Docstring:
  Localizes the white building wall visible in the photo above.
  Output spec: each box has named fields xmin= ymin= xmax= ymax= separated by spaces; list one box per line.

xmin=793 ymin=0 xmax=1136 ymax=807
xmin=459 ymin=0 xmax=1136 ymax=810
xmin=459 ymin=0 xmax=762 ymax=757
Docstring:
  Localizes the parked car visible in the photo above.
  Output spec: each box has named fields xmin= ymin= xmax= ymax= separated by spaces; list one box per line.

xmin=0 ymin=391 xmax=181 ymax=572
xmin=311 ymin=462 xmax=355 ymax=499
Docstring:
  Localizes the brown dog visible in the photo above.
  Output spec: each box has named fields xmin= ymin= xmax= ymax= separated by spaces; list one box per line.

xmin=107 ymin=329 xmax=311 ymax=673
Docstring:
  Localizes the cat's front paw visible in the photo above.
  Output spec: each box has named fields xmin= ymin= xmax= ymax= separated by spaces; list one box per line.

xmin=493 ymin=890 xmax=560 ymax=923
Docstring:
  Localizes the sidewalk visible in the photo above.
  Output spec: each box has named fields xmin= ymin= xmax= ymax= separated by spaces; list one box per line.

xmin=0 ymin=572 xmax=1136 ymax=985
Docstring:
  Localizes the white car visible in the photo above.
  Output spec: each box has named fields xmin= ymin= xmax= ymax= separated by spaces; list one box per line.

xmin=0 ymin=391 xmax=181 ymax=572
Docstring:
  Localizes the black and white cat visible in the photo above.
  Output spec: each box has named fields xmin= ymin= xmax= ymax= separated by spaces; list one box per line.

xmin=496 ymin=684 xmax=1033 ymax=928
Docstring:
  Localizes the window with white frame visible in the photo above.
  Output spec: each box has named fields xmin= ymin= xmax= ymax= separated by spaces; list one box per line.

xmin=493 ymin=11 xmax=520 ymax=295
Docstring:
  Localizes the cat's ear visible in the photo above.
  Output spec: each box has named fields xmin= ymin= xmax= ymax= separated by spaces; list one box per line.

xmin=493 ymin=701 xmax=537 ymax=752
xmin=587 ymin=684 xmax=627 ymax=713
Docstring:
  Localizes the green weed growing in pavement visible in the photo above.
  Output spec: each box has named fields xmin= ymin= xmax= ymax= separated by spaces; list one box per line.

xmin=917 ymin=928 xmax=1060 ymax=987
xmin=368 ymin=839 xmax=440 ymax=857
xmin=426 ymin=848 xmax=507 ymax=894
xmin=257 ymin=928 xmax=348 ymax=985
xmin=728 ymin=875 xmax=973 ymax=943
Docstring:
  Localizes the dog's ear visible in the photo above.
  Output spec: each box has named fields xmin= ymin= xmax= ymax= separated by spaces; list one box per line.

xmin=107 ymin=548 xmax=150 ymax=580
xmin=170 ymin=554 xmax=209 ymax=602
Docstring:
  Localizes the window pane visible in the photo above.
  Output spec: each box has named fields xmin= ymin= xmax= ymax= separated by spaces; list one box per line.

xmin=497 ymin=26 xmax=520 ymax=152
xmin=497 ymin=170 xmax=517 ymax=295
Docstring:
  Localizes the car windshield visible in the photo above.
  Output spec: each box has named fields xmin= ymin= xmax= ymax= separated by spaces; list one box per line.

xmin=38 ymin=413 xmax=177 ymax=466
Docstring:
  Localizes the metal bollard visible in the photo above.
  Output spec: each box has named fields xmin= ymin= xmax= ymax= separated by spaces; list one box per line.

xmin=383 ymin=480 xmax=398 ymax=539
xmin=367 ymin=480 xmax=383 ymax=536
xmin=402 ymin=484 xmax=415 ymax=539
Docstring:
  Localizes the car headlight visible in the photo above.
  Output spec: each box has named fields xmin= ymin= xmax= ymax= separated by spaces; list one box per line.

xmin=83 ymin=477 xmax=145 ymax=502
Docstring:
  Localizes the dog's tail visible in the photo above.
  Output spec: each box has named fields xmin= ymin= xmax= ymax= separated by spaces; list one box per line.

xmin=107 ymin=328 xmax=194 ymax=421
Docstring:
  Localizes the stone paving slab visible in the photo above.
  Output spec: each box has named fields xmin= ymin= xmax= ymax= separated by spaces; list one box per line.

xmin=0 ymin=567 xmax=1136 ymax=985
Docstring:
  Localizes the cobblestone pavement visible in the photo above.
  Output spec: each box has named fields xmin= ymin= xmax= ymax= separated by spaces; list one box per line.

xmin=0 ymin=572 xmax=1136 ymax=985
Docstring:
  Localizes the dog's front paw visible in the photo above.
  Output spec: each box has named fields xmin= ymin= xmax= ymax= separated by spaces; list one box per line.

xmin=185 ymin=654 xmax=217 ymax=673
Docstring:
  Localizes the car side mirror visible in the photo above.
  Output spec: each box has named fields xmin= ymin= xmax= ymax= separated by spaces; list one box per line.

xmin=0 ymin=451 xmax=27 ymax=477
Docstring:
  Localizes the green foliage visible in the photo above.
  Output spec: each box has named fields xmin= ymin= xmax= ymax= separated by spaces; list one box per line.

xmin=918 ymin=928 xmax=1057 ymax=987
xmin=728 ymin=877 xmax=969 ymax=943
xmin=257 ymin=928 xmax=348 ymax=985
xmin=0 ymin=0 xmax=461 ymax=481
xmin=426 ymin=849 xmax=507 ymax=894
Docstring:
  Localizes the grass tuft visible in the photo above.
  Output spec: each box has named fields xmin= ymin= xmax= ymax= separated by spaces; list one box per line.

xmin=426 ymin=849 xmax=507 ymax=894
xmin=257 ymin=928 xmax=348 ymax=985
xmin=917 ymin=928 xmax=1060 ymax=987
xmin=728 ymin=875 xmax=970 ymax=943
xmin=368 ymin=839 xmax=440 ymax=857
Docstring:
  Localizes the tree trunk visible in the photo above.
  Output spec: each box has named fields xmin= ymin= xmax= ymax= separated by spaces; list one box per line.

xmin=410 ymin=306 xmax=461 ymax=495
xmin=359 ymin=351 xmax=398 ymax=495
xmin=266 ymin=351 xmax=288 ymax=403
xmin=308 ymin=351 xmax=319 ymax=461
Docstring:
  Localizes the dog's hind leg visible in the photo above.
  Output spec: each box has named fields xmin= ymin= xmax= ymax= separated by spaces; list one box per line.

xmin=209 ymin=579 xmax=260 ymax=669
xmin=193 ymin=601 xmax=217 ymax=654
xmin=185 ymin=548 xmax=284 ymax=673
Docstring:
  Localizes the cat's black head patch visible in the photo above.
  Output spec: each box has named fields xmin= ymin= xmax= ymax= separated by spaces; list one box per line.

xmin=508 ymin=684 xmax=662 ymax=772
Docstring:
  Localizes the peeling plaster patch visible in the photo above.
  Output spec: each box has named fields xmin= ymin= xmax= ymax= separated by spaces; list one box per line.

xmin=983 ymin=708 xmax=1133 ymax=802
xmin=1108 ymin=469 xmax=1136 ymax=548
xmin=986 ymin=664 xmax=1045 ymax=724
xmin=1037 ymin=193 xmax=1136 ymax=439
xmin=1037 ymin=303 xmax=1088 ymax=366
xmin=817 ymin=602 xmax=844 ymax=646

────

_Exercise_
List every line of the material above that contains the word "front", copying each line in full.

_Full response_
  Localizes the cat's front paw visible in the photo above.
  Localizes the dog's front paw visible in the photo above.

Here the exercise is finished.